§ **Your instructions**
What follows is a set of records; restate each one word for word and drop the pictures.

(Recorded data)
• • • •

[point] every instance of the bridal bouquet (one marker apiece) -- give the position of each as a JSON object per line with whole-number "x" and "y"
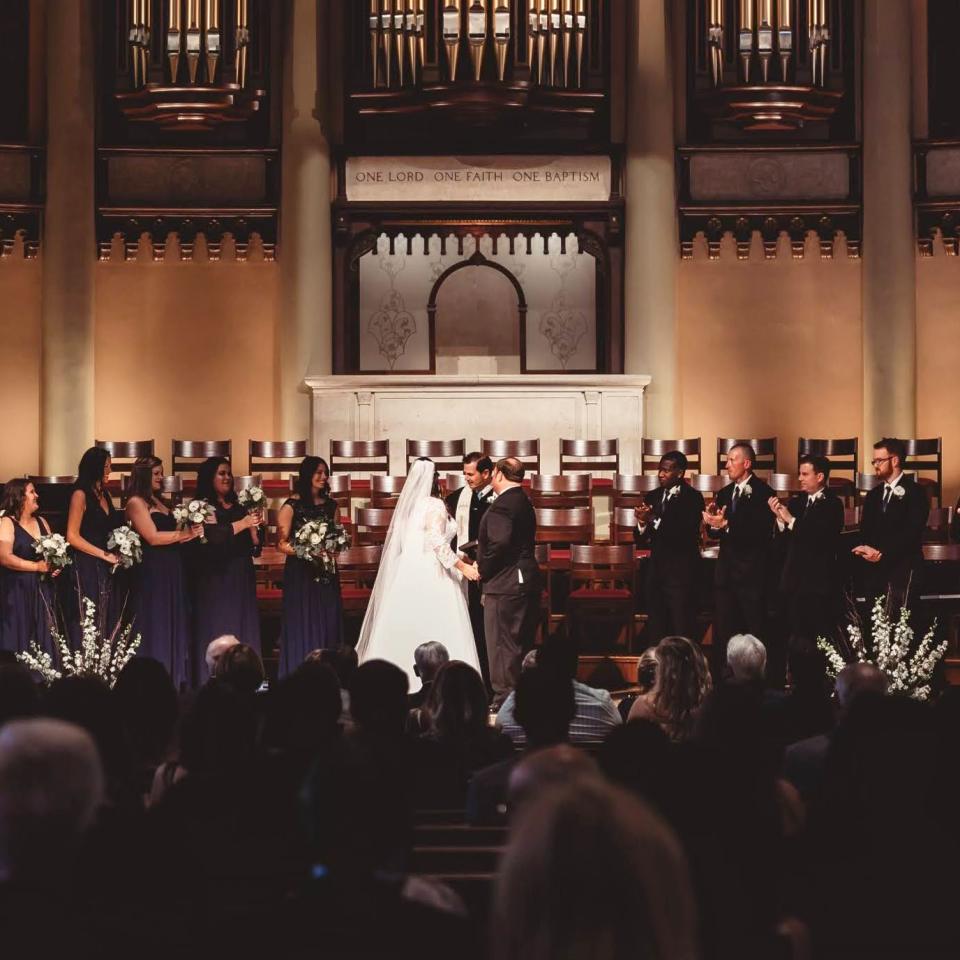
{"x": 126, "y": 544}
{"x": 193, "y": 513}
{"x": 98, "y": 656}
{"x": 252, "y": 498}
{"x": 319, "y": 542}
{"x": 53, "y": 549}
{"x": 889, "y": 649}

• • • •

§ **Solved exercise**
[point] every instance of the bridal bouquet (one marker apiece) -- give the position of each as a JSON object per line with whole-number "x" and "y"
{"x": 126, "y": 544}
{"x": 193, "y": 513}
{"x": 98, "y": 656}
{"x": 252, "y": 498}
{"x": 319, "y": 542}
{"x": 53, "y": 549}
{"x": 889, "y": 649}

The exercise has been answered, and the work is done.